▶ [Data provided]
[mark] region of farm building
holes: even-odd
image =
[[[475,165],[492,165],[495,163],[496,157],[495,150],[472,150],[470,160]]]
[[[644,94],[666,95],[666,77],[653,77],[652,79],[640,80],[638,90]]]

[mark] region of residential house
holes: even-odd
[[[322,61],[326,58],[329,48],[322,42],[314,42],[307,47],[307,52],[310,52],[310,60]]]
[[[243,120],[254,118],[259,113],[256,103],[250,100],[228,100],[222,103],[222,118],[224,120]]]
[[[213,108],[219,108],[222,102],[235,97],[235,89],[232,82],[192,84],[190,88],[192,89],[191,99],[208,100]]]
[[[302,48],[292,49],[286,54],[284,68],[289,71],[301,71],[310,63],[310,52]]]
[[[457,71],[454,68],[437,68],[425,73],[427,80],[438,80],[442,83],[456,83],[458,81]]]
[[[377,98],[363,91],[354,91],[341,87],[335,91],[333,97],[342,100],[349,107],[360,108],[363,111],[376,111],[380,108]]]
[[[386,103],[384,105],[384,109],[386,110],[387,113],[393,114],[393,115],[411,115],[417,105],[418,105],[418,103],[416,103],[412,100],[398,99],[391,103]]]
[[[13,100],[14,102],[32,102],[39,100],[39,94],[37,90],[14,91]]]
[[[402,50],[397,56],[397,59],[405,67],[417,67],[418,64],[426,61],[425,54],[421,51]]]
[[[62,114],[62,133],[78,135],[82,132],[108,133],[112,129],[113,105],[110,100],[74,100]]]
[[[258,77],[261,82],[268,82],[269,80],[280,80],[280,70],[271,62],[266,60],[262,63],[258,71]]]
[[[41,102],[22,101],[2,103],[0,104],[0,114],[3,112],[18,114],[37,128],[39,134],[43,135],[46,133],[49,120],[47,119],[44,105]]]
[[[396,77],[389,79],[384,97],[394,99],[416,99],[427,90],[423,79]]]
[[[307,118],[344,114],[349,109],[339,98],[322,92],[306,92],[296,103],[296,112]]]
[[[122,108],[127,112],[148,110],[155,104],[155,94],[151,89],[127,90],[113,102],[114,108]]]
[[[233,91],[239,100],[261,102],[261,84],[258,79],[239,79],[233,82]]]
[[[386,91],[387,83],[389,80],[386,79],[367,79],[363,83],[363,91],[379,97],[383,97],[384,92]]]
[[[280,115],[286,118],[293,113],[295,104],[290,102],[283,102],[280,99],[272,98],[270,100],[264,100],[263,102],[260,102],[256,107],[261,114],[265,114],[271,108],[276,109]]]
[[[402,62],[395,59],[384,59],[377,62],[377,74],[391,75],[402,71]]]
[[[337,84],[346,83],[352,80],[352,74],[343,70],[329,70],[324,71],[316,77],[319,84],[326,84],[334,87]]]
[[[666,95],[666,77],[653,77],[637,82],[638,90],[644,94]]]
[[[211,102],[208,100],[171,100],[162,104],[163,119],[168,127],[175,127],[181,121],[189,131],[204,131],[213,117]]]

...

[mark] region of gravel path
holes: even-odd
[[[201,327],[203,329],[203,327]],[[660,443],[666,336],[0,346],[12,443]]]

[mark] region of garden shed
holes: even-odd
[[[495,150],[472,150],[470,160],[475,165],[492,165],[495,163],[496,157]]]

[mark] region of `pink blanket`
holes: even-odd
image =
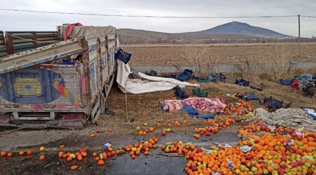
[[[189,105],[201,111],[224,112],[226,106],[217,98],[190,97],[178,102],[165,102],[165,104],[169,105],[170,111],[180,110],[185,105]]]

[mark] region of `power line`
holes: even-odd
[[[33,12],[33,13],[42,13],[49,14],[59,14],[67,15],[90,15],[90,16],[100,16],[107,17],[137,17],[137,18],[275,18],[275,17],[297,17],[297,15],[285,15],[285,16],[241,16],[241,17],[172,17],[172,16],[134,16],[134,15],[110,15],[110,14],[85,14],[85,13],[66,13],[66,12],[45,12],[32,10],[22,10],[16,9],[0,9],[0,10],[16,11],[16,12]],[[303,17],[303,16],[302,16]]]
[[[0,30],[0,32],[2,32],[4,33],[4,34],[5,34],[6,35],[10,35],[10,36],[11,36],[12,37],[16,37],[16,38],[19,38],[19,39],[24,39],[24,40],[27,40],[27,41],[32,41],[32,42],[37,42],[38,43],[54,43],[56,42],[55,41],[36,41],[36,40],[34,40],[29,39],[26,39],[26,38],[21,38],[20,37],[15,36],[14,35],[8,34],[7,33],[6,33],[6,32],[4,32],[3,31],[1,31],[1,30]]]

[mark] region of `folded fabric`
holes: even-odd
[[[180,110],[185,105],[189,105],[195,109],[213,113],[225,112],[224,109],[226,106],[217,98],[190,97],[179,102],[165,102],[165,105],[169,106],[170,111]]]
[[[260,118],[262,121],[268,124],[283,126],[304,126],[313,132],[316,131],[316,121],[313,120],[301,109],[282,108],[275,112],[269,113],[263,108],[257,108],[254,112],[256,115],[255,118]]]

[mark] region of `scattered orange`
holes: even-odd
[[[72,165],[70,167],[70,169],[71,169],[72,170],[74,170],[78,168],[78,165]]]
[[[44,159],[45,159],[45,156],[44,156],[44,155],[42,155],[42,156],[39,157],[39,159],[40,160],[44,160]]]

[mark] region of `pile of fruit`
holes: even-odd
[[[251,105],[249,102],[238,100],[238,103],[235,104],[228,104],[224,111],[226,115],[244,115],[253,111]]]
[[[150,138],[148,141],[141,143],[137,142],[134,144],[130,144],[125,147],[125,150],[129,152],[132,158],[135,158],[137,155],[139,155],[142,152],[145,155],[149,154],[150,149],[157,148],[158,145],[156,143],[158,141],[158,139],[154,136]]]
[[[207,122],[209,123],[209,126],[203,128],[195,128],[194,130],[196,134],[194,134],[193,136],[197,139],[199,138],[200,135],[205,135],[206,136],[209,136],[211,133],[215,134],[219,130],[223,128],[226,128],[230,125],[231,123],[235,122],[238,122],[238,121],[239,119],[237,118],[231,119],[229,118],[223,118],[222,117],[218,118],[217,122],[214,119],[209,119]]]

▶ [Given task] Count the lines in the items above that contain the word "mark", and reply with that number alone.

▶ [The answer] 9